Exercise description —
The answer should be every line below, repeated exactly, with the images left out.

Image-grounded pointing data —

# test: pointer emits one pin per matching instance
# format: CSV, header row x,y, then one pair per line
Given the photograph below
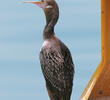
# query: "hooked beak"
x,y
41,4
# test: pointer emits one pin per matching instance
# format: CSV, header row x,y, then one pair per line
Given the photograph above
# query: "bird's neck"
x,y
48,30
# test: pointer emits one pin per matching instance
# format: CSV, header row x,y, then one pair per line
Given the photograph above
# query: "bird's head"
x,y
50,8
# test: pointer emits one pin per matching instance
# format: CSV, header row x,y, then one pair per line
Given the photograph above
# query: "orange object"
x,y
99,85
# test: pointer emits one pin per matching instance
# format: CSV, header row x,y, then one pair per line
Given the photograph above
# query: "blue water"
x,y
21,27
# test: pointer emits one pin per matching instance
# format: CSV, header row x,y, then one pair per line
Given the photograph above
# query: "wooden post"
x,y
99,85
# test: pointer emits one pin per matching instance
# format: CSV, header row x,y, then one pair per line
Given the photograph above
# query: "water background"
x,y
21,27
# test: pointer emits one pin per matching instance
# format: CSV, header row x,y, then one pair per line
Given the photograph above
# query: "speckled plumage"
x,y
55,58
57,67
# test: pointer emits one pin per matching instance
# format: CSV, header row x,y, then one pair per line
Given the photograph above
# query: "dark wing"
x,y
57,67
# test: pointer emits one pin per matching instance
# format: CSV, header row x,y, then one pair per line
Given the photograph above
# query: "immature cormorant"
x,y
55,58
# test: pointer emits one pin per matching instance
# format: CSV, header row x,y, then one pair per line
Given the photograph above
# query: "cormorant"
x,y
55,58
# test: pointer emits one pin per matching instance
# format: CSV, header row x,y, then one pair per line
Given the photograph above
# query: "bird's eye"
x,y
48,6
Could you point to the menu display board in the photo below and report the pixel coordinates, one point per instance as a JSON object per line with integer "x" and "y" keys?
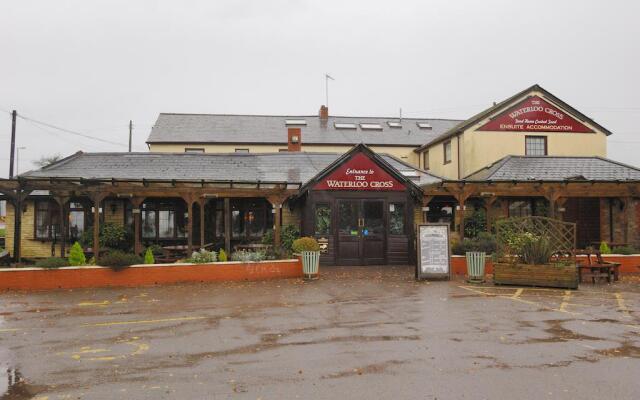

Output —
# test: pointer emits one pin per matching instance
# format: CSV, header row x,y, then one pair per line
Given the photograph below
# query: "hooked beak"
x,y
41,4
# test: pointer emits one pin per matching instance
# format: CSV, header row x,y, then one pair per line
Given the photograph above
# query: "bird's neck"
x,y
48,30
# test: pointer emits one pin per matching instance
# format: CSV, header row x,y, then one pair per line
Given the photograph above
# query: "bird's head"
x,y
50,8
# test: pointer emits one pin per matching instance
# format: CSV, header row x,y, then one pair per line
Given the photograph above
# query: "orange object"
x,y
99,85
# test: pointer emits one pin per matching instance
# format: CSV, header row x,y, then one pair per line
Given the photograph above
# query: "blue water"
x,y
21,27
# test: pointer emits one pin per matching instance
# format: CSV, header row x,y, then one pair per line
Given the photograph above
# query: "wooden post"
x,y
99,85
# test: pointer emits one pin per matching instance
# format: CSV, header row x,y, then one pair per line
Given the photograph above
# query: "water background"
x,y
21,27
# test: pointer emits one pin per matching instance
# format: CSV, header row x,y, then one pair per line
Given the photograph above
# query: "speckled plumage"
x,y
55,58
57,67
# test: pointer emits one pin per matching instance
# format: CSV, header row x,y, then one pair per line
Given the photograph above
# query: "dark wing"
x,y
57,67
# test: pointer emits one pin per matching instance
# format: CSV, header row x,y, then one pair per line
Given the photograph above
# query: "immature cormorant"
x,y
55,58
# test: pointer emits one pin per matching instance
# format: CSV, header row x,y, then one pair per line
Given the photograph above
# query: "cormorant"
x,y
55,58
# test: pointer emits one pin per matching instance
# format: CSV, header row x,y, then one pair per line
Given the photograph above
# query: "bird's eye"
x,y
48,6
Could you point to the menu display board in the photo below and report the pixel coordinates, one point per instance as a JSON object per line with integer "x" and "y" keys?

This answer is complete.